▸ **Text excerpt**:
━━━━━━━━━━

Since the publication of Study 309/KEYNOTE-775 and the FDA’s approval of len/pem for the treatment of recurrent pMMR endometrial cancer, oncologists at Memorial Sloan Kettering Cancer Center (MSK) routinely have prescribed len/pem. To characterize our institution’s experience with this combination, we sought to evaluate the efficacy and AEs associated with len/pem among patients with endometrial cancer who are treated in routine clinical practice.

Methods

Patient population

This retrospective study was approved by the Institutional Review Board at MSK. All patients with endometrial cancer who initiated treatment with len/pem at our institution between October 1, 2019, and November 30, 2021, were identified. Patients who were coded in the electronic medical record (EMR) as both having a diagnosis of endometrial cancer and having been administered len/pem were included. Inclusion criteria were as follows: age ≥18 years at diagnosis, pathologically confirmed endometrial cancer reviewed by an expert gynecologic pathologist, and treatment with at least one cycle of len/pem for recurrence. Exclusion criteria included receipt of any cycles of len/pem in the setting of a clinical trial, loss to follow-up after treatment with no documentation of AEs, and no documentation of toxicity or oncologic outcomes in the EMR (Supplementary Figure S1). All patients were prescribed len/pem by a gynecologic medical oncologist, with whom they followed while on treatment with regular office visits, physical exams, and imaging studies.

Clinical data

Clinicopathological characteristics were abstracted from the EMR and included age at diagnosis, race, Eastern Cooperative Oncology Group (ECOG) Performance Status, 2009 International Federation of Gynecology and Obstetrics (FIGO) stage at diagnosis, histological and molecular characteristics, treatment cycles of len/pem, prior treatment (systemic or radiotherapy), and AEs. Len/pem starting doses, dose holds, dose reductions, and discontinuations were collected from chemotherapy logs and physician documentation in the EMR. All AEs were collected from the EMR, specifically from physician follow-up documentation, urgent care visit documentation, review of laboratory values, and review of vital sign flowsheets. AEs were graded using Common Terminology Criteria for Adverse Events (CTCAE) version 5.0.

━━━━━━━━━━

▸ **Extracted material**:
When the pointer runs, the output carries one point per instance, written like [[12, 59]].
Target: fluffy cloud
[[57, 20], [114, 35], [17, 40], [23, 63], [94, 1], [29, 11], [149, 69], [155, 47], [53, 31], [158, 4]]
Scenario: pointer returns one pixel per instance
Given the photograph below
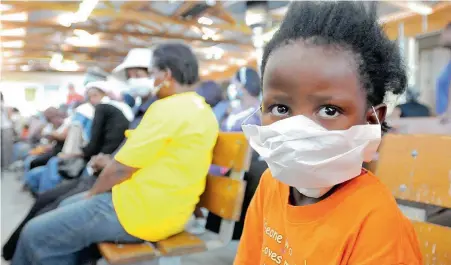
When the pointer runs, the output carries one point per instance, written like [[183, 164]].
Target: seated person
[[155, 164], [412, 108], [111, 119], [325, 72], [213, 95], [49, 200], [52, 139], [247, 85]]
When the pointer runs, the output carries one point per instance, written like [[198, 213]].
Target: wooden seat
[[127, 253], [417, 168], [222, 196]]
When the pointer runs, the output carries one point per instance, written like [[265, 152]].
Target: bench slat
[[224, 197], [231, 151], [181, 244], [435, 241], [119, 254], [417, 167]]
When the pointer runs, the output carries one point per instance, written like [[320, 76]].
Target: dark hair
[[346, 25], [211, 91], [180, 60], [250, 80]]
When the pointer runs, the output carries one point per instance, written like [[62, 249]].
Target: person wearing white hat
[[134, 70], [109, 122]]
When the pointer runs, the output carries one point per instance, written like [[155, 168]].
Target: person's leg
[[27, 162], [57, 237], [41, 160], [84, 184], [32, 178], [73, 199], [50, 178], [42, 202]]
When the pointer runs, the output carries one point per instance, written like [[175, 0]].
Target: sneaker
[[197, 227]]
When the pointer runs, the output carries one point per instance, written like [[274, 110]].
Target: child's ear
[[376, 114]]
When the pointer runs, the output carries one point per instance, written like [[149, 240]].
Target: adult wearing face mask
[[134, 71], [7, 135], [247, 85], [156, 164], [111, 119], [443, 104]]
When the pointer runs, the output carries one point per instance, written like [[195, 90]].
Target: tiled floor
[[15, 204]]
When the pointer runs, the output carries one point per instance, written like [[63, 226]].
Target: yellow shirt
[[172, 147]]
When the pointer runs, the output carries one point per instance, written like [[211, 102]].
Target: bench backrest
[[417, 168], [426, 125], [224, 196]]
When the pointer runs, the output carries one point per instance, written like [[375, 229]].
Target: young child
[[325, 74]]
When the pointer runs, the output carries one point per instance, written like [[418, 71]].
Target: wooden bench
[[417, 168], [223, 196]]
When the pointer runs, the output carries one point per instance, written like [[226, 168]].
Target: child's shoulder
[[368, 193]]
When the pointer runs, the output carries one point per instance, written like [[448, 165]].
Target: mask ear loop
[[375, 114], [250, 115]]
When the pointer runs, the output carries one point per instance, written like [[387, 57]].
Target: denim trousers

━━━━━━━━━━

▸ **Work instructions**:
**A)** From the endometrial cancer study text, copy the part starting with "Clinicopathological characteristics were" and going on through "(CTCAE) version 5.0.".
**B)** Continue the text on the len/pem endometrial cancer study from where it stops.
The rows are separate material and have no connection to the study text.

▸ **Answers by item number**:
**A)**
Clinicopathological characteristics were abstracted from the EMR and included age at diagnosis, race, Eastern Cooperative Oncology Group (ECOG) Performance Status, 2009 International Federation of Gynecology and Obstetrics (FIGO) stage at diagnosis, histological and molecular characteristics, treatment cycles of len/pem, prior treatment (systemic or radiotherapy), and AEs. Len/pem starting doses, dose holds, dose reductions, and discontinuations were collected from chemotherapy logs and physician documentation in the EMR. All AEs were collected from the EMR, specifically from physician follow-up documentation, urgent care visit documentation, review of laboratory values, and review of vital sign flowsheets. AEs were graded using Common Terminology Criteria for Adverse Events (CTCAE) version 5.0.

**B)**
Radiographic evaluation

Baseline radiographic imaging prior to initiation of len/pem, which was most often a computed tomography (CT) scan of the chest, abdomen, and pelvis, was reviewed by a dedicated radiologist (WM) during the study. This radiologist also reviewed all subsequent imaging studies until disease progression, discontinuation of therapy, or death. Response Evaluation Criteria in Solid Tumors version 1.1 (RECIST 1.1) (11) was used by the radiologist to determine complete response (CR), stable disease (SD), partial response (PR), or progression of disease (PD) during treatment with len/pem.

Statistical analysis

Overall response rate (ORR) was calculated as the proportion of patients with an evaluable response who demonstrated either a CR or PR. Clinical benefit rate (CBR) was calculated as the proportion of patients with an evaluable response who demonstrated a CR, PR, or SD. DOR was calculated from the date of PR until the date of PD, death, or last follow-up, whichever occurred first. PFS was calculated from the date of treatment initiation with len/pem to the date of progression, death, or last follow-up, whichever occurred first. OS was calculated from the date of treatment initiation with len/pem to the date of death or last follow-up. Median PFS and OS and 1-year PFS and OS rates were calculated using the Kaplan-Meier method, and the log-rank test was used to compare cohorts. All P values were calculated as two-sided, and a P<.05 was considered statistically significant. AEs were tabulated and stratified by grade. For select specific AEs, the time to onset from initiation of treatment with len/pem was calculated, excluding any AEs with an onset >100 days from the initiation of treatment, to ensure AEs were attributed to len/pem. All analyses were performed using R version 3.6.3 (https://www.R-project.org/).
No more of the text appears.